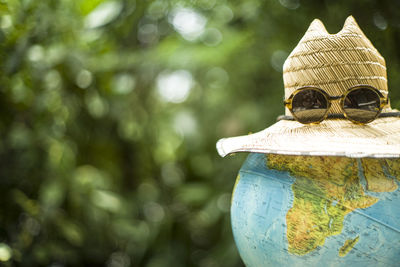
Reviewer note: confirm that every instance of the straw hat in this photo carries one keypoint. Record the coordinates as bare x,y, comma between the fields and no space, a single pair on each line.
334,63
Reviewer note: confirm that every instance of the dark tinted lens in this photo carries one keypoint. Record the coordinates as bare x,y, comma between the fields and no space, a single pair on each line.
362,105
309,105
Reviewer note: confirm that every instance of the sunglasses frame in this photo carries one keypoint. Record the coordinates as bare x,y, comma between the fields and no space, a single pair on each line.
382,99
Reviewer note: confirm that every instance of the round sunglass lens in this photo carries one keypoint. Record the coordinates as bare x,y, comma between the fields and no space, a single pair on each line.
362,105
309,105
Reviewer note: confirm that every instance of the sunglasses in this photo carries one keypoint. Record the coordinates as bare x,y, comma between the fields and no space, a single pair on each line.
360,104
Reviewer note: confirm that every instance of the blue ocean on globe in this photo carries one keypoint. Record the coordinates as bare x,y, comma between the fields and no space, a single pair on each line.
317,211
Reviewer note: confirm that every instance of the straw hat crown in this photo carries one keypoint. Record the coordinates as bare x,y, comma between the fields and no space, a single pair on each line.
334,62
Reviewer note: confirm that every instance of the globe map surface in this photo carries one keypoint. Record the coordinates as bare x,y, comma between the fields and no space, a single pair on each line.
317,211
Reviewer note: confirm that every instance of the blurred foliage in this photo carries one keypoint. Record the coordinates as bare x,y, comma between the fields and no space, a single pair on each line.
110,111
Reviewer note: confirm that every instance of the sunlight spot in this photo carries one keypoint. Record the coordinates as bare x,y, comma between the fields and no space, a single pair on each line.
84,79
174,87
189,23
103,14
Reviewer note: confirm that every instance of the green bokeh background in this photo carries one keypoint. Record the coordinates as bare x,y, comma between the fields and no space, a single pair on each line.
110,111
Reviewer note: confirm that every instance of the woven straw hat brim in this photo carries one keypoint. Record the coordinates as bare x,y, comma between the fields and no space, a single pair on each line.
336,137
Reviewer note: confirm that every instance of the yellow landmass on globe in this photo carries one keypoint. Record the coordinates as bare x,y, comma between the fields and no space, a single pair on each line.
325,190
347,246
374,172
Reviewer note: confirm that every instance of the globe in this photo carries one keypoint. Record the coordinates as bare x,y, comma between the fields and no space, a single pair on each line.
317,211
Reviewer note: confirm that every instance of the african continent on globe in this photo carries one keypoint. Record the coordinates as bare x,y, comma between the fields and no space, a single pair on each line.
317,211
━━━━
__EXERCISE DESCRIPTION__: Give again, exactly, every line from the one holding "Reviewer note: confirm that every instance of the blurred" to the last line of the data.

__RESPONSE BELOW__:
Reviewer note: confirm that every instance of the blurred foliage in this photo carries one keypoint. Record the coordinates as bare x,y, comma between the fields and no space, a single pair on each line.
110,111
Reviewer note: confirm that every instance of the sunlight spot in this photo carries one keypoint. Record the coordinates as bare x,y, comma between the fields and no space, a single pair on each line.
84,79
174,87
189,23
103,14
Reviewer note: confirm that every instance of the green bokeh background in this photo carries one keypoint. Record the coordinates as bare x,y, comma between the fields and no space, a single pair on each line.
110,111
Reviewer note: confirm that every instance of the woven straw hat brim in this photo carries one keypoint. Record the coordinates as bare x,y, comma between the fields and no space, a single pair on each line.
336,137
Reviewer note: confirm that every instance of the yellow landmass on globe in this photo carries one keypoint. Record the coordinates as bare x,y, comma between the fields and no space, a single pair on each line.
325,190
347,246
374,172
Reviewer note: confirm that every instance of the globe in this photo carries one keypoint. Record the coordinates as bare x,y, comma between the fields and no space, a single pair on each line.
317,211
Reviewer note: confirm that every instance of the african continent on globe in this photo carries one keypoint. Record the coordinates as bare x,y, comma between the fields and no space, a single pair on each line.
317,211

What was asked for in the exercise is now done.